Format all the entries below as a Markdown table with two columns, "Line No." and "Text". Give each non-blank line its own numbered row, and skip blank lines.

━━━ Material for the task

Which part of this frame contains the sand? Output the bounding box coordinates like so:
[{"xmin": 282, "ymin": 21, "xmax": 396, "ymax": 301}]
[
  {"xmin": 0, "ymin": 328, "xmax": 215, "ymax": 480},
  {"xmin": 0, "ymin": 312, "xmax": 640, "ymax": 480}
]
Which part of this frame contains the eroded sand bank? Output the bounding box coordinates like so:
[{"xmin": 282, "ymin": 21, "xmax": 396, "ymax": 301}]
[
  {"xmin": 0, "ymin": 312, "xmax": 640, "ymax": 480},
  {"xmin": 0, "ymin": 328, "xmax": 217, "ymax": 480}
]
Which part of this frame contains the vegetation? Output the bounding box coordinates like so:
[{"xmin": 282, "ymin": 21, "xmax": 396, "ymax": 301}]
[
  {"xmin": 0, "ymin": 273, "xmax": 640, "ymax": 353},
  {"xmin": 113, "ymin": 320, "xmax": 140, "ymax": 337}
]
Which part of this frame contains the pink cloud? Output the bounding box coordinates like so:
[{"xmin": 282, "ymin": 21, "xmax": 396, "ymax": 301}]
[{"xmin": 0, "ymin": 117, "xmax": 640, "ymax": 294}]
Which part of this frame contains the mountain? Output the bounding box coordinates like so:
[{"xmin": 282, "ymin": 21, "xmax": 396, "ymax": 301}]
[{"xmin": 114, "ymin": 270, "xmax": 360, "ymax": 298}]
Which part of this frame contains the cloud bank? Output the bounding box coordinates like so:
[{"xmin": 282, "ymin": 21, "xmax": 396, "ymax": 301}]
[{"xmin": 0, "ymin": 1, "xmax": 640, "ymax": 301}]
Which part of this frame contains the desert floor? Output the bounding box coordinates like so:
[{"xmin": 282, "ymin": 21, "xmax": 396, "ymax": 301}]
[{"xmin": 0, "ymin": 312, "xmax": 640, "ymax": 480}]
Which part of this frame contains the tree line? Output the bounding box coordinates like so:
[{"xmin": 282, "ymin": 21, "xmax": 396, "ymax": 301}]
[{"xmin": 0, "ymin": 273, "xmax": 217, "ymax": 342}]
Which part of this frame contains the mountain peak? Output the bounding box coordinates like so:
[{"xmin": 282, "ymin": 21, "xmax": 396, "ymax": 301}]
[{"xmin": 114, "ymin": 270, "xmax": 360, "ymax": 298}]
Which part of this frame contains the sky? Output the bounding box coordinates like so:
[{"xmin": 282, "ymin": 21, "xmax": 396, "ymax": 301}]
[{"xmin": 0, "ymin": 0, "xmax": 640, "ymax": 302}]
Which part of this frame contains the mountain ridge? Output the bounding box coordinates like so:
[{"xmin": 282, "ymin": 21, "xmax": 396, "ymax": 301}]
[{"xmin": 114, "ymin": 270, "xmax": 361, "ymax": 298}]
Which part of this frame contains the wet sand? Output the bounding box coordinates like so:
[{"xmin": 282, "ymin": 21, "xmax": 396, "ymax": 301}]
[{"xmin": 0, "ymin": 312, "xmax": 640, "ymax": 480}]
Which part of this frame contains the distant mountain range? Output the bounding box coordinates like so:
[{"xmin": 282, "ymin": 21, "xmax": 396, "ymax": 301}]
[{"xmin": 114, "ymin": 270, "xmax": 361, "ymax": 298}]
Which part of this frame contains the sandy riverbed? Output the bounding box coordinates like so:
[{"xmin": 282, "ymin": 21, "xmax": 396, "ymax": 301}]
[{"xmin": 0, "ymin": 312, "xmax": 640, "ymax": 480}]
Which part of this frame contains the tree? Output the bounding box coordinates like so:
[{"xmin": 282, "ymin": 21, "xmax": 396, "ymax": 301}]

━━━━━━

→ **Answer for the task**:
| Line No. | Text |
|---|---|
| 1 | Which part of this frame contains the sand? Output the bounding box coordinates like so: |
| 2 | [{"xmin": 282, "ymin": 21, "xmax": 396, "ymax": 301}] |
| 3 | [ |
| 4 |   {"xmin": 0, "ymin": 328, "xmax": 215, "ymax": 480}, |
| 5 |   {"xmin": 0, "ymin": 312, "xmax": 640, "ymax": 480} |
| 6 | ] |
| 7 | Which part of this frame contains the eroded sand bank? Output the bounding box coordinates like so: |
| 8 | [{"xmin": 282, "ymin": 21, "xmax": 396, "ymax": 301}] |
| 9 | [ |
| 10 |   {"xmin": 0, "ymin": 312, "xmax": 640, "ymax": 480}, |
| 11 |   {"xmin": 0, "ymin": 328, "xmax": 217, "ymax": 480} |
| 12 | ] |
| 13 | Which part of this frame contains the vegetation? Output the bounding box coordinates like so: |
| 14 | [{"xmin": 282, "ymin": 21, "xmax": 396, "ymax": 301}] |
| 15 | [ |
| 16 |   {"xmin": 0, "ymin": 273, "xmax": 640, "ymax": 353}, |
| 17 |   {"xmin": 113, "ymin": 320, "xmax": 140, "ymax": 337} |
| 18 | ] |
| 19 | Which part of this frame contains the pink cloud? Output the bounding box coordinates like so: |
| 20 | [{"xmin": 282, "ymin": 21, "xmax": 396, "ymax": 301}] |
| 21 | [{"xmin": 0, "ymin": 117, "xmax": 640, "ymax": 294}] |
| 22 | Which part of this frame contains the mountain? Output the bounding box coordinates like so: |
| 23 | [{"xmin": 282, "ymin": 21, "xmax": 396, "ymax": 301}] |
| 24 | [{"xmin": 114, "ymin": 270, "xmax": 360, "ymax": 298}] |
| 25 | Which part of this frame contains the cloud bank? Output the bounding box coordinates like so: |
| 26 | [{"xmin": 282, "ymin": 21, "xmax": 396, "ymax": 301}] |
| 27 | [{"xmin": 0, "ymin": 1, "xmax": 640, "ymax": 301}] |
| 28 | Which part of this frame contains the desert floor? Output the bounding box coordinates like so: |
| 29 | [{"xmin": 282, "ymin": 21, "xmax": 396, "ymax": 301}] |
| 30 | [{"xmin": 0, "ymin": 312, "xmax": 640, "ymax": 480}] |
| 31 | Which part of this frame contains the tree line? Output the bounding box coordinates like so: |
| 32 | [{"xmin": 282, "ymin": 21, "xmax": 396, "ymax": 301}] |
| 33 | [{"xmin": 0, "ymin": 273, "xmax": 217, "ymax": 342}] |
| 34 | Which part of this frame contains the mountain peak? Output the bounding box coordinates like so: |
| 35 | [{"xmin": 282, "ymin": 21, "xmax": 396, "ymax": 301}] |
| 36 | [{"xmin": 114, "ymin": 270, "xmax": 360, "ymax": 298}] |
| 37 | Which part of this frame contains the sky? Output the bounding box coordinates like so: |
| 38 | [{"xmin": 282, "ymin": 21, "xmax": 396, "ymax": 301}] |
| 39 | [{"xmin": 0, "ymin": 0, "xmax": 640, "ymax": 302}] |
| 40 | Which part of this frame contains the mountain ridge? Output the bounding box coordinates like so: |
| 41 | [{"xmin": 282, "ymin": 21, "xmax": 396, "ymax": 301}] |
| 42 | [{"xmin": 114, "ymin": 270, "xmax": 361, "ymax": 298}] |
| 43 | Which part of this frame contains the wet sand? Output the bounding box coordinates like so: |
| 44 | [{"xmin": 282, "ymin": 21, "xmax": 396, "ymax": 301}] |
| 45 | [{"xmin": 0, "ymin": 312, "xmax": 640, "ymax": 480}] |
| 46 | Which part of this frame contains the distant mountain range? Output the bounding box coordinates like so: |
| 47 | [{"xmin": 282, "ymin": 21, "xmax": 396, "ymax": 301}] |
| 48 | [{"xmin": 114, "ymin": 270, "xmax": 361, "ymax": 298}] |
| 49 | Which part of this frame contains the sandy riverbed? Output the bounding box coordinates like so: |
| 50 | [{"xmin": 282, "ymin": 21, "xmax": 396, "ymax": 301}] |
| 51 | [{"xmin": 0, "ymin": 312, "xmax": 640, "ymax": 480}] |
| 52 | Which part of this frame contains the tree? Output the bounding box coordinates like so: |
| 53 | [{"xmin": 282, "ymin": 21, "xmax": 396, "ymax": 301}] |